> [Aim] Please rewrite these records with "spot every instance" swapped for "locate each occurrence" everywhere, keeping everything else the same.

> [Data to use]

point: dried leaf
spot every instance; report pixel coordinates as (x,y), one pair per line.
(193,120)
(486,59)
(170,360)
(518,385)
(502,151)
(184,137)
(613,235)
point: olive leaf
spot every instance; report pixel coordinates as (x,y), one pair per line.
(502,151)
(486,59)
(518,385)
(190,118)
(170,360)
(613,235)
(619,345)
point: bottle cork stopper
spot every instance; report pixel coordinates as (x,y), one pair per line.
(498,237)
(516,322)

> [Response to this exercise]
point: dried leaf
locate each occurrence; report pixel coordinates as (x,y), one pair per line.
(193,120)
(486,59)
(170,360)
(518,385)
(502,151)
(184,137)
(613,235)
point: olive leaf
locate each occurrence; report pixel coordinates as (x,y), one pair per line.
(502,151)
(486,59)
(518,385)
(190,118)
(170,360)
(613,235)
(619,345)
point: bottle cork stopper
locate each occurrence; report pixel coordinates as (x,y), one pair per line.
(498,237)
(516,322)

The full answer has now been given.